About this exercise:
Give back exactly the lines of the material below, starting with the line with "the rear window" and going on through the line with "the tinted rear window".

Material shown:
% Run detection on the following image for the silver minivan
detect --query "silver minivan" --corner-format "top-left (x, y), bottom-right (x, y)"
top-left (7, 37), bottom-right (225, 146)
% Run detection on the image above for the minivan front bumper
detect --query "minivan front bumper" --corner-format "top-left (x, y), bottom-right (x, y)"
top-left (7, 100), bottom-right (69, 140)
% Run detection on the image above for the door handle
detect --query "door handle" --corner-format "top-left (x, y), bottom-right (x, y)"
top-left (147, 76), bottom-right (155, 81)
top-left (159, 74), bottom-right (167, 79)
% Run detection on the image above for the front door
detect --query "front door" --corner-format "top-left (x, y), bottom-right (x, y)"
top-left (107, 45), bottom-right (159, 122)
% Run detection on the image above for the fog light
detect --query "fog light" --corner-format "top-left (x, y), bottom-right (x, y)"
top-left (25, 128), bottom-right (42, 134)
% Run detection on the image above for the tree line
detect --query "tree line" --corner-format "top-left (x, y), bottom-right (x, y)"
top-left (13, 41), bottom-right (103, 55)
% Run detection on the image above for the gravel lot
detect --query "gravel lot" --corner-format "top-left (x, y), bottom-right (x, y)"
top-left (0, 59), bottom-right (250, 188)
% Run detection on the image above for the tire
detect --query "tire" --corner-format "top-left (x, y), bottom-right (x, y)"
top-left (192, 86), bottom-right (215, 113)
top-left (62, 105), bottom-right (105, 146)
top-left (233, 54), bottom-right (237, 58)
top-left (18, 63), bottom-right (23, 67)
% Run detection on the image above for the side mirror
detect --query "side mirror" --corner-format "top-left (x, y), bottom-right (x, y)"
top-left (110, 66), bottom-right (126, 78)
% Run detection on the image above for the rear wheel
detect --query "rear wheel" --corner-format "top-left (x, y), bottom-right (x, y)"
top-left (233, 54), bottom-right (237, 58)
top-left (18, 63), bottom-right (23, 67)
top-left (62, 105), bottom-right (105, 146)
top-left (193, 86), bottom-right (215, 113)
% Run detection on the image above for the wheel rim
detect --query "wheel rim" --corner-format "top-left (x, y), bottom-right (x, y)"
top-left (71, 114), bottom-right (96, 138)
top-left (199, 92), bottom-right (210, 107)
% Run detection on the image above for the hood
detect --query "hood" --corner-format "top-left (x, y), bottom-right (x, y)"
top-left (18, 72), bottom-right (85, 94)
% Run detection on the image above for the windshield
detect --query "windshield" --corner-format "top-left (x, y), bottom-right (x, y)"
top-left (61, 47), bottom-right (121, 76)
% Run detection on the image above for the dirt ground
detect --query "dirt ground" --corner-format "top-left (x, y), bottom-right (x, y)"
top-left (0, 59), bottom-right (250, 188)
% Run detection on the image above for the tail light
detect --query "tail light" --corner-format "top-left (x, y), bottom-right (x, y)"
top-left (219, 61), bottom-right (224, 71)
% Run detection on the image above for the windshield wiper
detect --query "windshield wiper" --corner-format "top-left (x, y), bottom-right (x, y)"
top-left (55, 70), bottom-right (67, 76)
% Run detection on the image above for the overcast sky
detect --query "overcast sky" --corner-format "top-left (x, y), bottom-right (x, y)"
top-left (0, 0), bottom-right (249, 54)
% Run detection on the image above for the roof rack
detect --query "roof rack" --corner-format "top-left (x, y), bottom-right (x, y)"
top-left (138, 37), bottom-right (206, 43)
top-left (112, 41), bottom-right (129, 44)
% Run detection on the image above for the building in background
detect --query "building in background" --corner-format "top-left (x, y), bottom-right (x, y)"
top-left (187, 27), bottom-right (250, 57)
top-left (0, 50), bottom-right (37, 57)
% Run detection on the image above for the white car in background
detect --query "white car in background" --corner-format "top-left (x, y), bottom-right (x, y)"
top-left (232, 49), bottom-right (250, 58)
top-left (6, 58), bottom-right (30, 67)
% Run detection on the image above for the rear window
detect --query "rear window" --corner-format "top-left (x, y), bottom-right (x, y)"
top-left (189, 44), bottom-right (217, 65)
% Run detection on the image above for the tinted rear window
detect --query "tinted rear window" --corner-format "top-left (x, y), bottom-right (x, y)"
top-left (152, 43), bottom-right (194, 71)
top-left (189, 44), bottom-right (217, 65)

Output of the task:
% Run detection on the image above for the rear window
detect --query "rear window" --corner-format "top-left (x, y), bottom-right (x, y)"
top-left (189, 44), bottom-right (217, 65)
% Run detection on the image above for the tinted rear window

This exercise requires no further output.